**JOB:** Could you copy out every one of the rows below word for word, changing nothing?
◆ ◆ ◆ ◆ ◆ ◆ ◆
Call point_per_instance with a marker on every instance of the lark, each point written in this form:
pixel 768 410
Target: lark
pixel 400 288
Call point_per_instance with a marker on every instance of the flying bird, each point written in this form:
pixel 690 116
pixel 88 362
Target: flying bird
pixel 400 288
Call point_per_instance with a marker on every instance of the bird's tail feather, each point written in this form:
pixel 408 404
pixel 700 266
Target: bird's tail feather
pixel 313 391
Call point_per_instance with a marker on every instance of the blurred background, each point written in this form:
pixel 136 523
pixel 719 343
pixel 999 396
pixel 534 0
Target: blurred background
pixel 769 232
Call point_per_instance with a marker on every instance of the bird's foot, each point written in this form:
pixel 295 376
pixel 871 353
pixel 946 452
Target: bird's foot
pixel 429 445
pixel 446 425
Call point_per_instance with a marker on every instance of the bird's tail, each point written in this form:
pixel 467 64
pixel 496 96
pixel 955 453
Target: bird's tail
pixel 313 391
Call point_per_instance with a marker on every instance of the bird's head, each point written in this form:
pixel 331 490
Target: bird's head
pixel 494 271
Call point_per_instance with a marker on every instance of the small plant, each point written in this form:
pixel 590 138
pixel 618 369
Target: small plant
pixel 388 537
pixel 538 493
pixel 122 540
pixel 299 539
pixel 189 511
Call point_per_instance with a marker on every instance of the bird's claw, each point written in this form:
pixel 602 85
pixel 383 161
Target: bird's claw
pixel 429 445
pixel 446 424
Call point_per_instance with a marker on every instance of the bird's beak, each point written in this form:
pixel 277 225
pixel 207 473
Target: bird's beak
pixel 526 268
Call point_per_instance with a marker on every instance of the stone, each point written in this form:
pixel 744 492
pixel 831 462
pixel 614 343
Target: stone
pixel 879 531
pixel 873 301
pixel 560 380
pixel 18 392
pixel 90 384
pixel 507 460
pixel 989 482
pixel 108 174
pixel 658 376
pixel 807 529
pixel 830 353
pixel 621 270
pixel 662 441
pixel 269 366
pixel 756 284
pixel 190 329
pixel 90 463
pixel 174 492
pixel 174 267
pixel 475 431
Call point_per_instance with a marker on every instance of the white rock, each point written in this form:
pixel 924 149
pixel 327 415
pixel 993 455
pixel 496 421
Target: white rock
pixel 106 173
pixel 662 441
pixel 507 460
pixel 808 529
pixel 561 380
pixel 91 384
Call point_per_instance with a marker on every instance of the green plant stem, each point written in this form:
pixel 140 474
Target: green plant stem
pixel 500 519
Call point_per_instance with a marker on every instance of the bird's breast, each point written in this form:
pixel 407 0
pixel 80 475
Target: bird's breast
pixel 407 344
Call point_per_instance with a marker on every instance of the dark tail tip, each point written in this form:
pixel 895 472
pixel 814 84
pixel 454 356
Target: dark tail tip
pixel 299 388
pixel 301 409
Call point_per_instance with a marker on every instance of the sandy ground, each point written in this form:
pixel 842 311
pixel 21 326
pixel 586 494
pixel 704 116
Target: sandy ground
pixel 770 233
◆ ◆ ◆ ◆ ◆ ◆ ◆
**WORKED ANSWER:**
Call point_per_instance with a marker on every instance of the lark, each point written in this form:
pixel 768 410
Target: lark
pixel 400 288
Call point_per_instance with a marker on every instance of the flying bird, each point written in this form:
pixel 690 116
pixel 88 362
Target: flying bird
pixel 400 288
Call point_per_instance with a marker on every instance of the bird's tail feather, each point written in this form:
pixel 408 404
pixel 700 266
Target: bird's tail feather
pixel 313 391
Call point_per_instance with a marker on every instance of the blurred background, each point written in this form:
pixel 136 523
pixel 719 343
pixel 999 396
pixel 534 0
Target: blurred background
pixel 769 232
Call point_per_instance with a marker on every instance of the bird's foot, each point written in this form:
pixel 295 376
pixel 871 353
pixel 946 452
Target: bird's foot
pixel 429 445
pixel 446 425
Call point_per_instance with a marker on every instance of the bird's tail, each point written in this form:
pixel 467 64
pixel 496 96
pixel 955 453
Target: bird's tail
pixel 313 391
Call point_per_instance with a marker on every instance of the bird's head, each point written in this form:
pixel 331 490
Target: bird's head
pixel 494 271
Call point_per_instance with a marker on every instance of the small plant, each point written in this form:
pixel 590 138
pixel 618 369
Target: small plant
pixel 388 537
pixel 538 493
pixel 122 540
pixel 299 539
pixel 189 511
Call point_per_instance with a marker on every instance of the bird's claw, each point written in this form:
pixel 602 85
pixel 383 161
Target: bird's claw
pixel 429 445
pixel 446 424
Call point_per_instance with a marker on every instance of the bird's beak, each point written in this form:
pixel 277 225
pixel 207 473
Target: bird's beak
pixel 526 268
Call point_per_instance with a marker on every instance of the stone, each point written in this form:
pixel 744 492
pixel 831 462
pixel 614 343
Target: stone
pixel 879 531
pixel 873 301
pixel 560 380
pixel 18 392
pixel 90 384
pixel 507 460
pixel 989 482
pixel 108 174
pixel 658 376
pixel 807 529
pixel 830 353
pixel 621 270
pixel 662 441
pixel 269 366
pixel 756 284
pixel 190 329
pixel 90 463
pixel 174 492
pixel 174 267
pixel 475 431
Call point_per_instance with a marker on every instance of the white rock, each point written in this form:
pixel 924 149
pixel 327 415
pixel 993 455
pixel 496 421
Target: white rock
pixel 106 173
pixel 662 441
pixel 507 460
pixel 808 529
pixel 561 380
pixel 91 384
Call point_per_instance with a marker on every instance of the green plant stem, each point written in this form:
pixel 140 474
Target: green plant stem
pixel 500 519
Call point_per_instance with a marker on every instance of the bird's breast, each point written in this form:
pixel 407 0
pixel 80 475
Target: bird's breast
pixel 407 344
Call point_per_instance with a marker on every instance of the dark tail tip, each point written in this form:
pixel 895 472
pixel 814 84
pixel 454 356
Target: dark tail tip
pixel 299 388
pixel 301 409
Call point_per_instance with a marker on every instance of the sandy ground, each point written in this form:
pixel 842 311
pixel 21 326
pixel 586 494
pixel 704 116
Target: sandy ground
pixel 770 233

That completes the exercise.